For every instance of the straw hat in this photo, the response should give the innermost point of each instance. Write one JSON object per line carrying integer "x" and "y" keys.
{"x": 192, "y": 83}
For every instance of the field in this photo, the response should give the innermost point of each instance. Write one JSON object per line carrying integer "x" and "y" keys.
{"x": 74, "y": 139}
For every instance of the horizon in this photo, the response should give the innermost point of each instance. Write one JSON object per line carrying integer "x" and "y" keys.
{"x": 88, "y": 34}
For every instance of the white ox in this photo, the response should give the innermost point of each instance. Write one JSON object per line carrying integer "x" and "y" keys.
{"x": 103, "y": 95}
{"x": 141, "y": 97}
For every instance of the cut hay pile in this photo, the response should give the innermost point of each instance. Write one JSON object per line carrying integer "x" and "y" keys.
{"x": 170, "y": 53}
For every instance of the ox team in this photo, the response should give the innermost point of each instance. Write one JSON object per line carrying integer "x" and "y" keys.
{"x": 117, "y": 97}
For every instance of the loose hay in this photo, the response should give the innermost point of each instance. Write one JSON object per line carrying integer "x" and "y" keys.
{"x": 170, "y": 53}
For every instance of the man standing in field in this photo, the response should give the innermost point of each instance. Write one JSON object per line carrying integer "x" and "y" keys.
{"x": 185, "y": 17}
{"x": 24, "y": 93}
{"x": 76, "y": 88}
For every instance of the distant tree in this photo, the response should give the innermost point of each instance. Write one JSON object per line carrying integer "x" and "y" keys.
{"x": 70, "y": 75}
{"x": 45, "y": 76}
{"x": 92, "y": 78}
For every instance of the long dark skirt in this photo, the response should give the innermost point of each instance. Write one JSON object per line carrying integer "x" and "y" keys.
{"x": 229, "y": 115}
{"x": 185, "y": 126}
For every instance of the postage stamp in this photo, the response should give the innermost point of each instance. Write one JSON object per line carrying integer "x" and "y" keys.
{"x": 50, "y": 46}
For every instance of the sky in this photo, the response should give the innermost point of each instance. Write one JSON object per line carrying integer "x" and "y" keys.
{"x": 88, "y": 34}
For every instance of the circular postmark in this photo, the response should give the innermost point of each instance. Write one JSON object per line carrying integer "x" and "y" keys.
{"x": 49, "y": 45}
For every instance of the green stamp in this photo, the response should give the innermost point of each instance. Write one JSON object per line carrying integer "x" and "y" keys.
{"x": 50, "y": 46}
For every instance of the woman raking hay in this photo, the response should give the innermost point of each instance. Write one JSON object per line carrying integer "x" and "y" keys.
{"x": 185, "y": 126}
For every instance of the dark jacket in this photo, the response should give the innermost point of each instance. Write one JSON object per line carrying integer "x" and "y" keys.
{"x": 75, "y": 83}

----

Put every line of the rows above into a Markdown table with two columns, "No." for the line number and "Line" for the line itself, and omit any blank lines.

▶ **Output for this exercise**:
| No. | Line |
|---|---|
| 1 | For every instance of the straw hat in this photo, the response should give the innermost point of each instance. Write one JSON object per line carrying integer "x" and "y" keys. |
| 2 | {"x": 192, "y": 83} |
| 3 | For every instance of the field in this photo, the response should give the innermost point of each instance. Write one JSON object per line carrying integer "x" and "y" keys. |
| 4 | {"x": 74, "y": 139} |
| 5 | For every instance of the horizon in this photo, the response should give the innermost point of each instance. Write one JSON object per line carrying integer "x" and "y" keys. |
| 6 | {"x": 88, "y": 34} |
| 7 | For every instance of the white ox in this photo, the response should give the innermost point of each instance. Write one JSON object per line carrying integer "x" and "y" keys. |
| 8 | {"x": 103, "y": 95} |
| 9 | {"x": 141, "y": 97} |
| 10 | For every instance of the cut hay pile in this photo, the response should give the innermost point of each instance. Write one JSON object per line carrying integer "x" and "y" keys. |
| 11 | {"x": 170, "y": 53} |
| 12 | For every instance of the ox team in this photo, the response should give the innermost point of each instance. Write one JSON object per line carrying integer "x" and "y" keys. |
| 13 | {"x": 117, "y": 97} |
| 14 | For every instance of the loose hay in this photo, the response should give the innermost point of each instance. Write one JSON object per line carrying integer "x" and "y" keys. |
| 15 | {"x": 170, "y": 53} |
| 16 | For every instance of the man standing in field in this photo, the response should give the innermost point of each instance. Write one JSON object per line carrying integer "x" and "y" keys. |
| 17 | {"x": 185, "y": 17} |
| 18 | {"x": 24, "y": 93} |
| 19 | {"x": 76, "y": 88} |
| 20 | For every instance of the distant tree in this photo, the response should give the innermost point of each instance. Write one JSON object per line carrying integer "x" and "y" keys. |
| 21 | {"x": 70, "y": 75} |
| 22 | {"x": 45, "y": 76} |
| 23 | {"x": 92, "y": 78} |
| 24 | For every instance of the long dark skirt in this photo, the response should give the innermost point of each instance. Write one JSON object per line carrying integer "x" and "y" keys. |
| 25 | {"x": 229, "y": 115} |
| 26 | {"x": 185, "y": 126} |
| 27 | For every instance of the postage stamp in this photo, the response should give the innermost point of each instance. Write one JSON object per line carrying integer "x" and "y" keys. |
| 28 | {"x": 50, "y": 46} |
| 29 | For every instance of the sky in this photo, the response should give the innermost point of each instance. Write one JSON object per line carrying integer "x" and "y" keys. |
| 30 | {"x": 88, "y": 34} |
| 31 | For every instance of the circular postmark in this photo, the response should give the innermost point of each instance. Write one JSON object per line carrying integer "x" and "y" keys. |
| 32 | {"x": 49, "y": 45} |
| 33 | For every instance of the green stamp in this photo, the response should give the innermost point of each instance. Write one JSON object per line carrying integer "x" and "y" keys. |
| 34 | {"x": 50, "y": 46} |
| 35 | For every instance of the woman raking hay in this photo, the response should give the innermost point of each instance. Write one JSON object per line carrying integer "x" and "y" keys. |
| 36 | {"x": 185, "y": 126} |
| 37 | For every instance of the dark jacket in this photo, the response should give the innermost point of each instance. Write one JSON object per line carrying integer "x" and "y" keys. |
| 38 | {"x": 75, "y": 83} |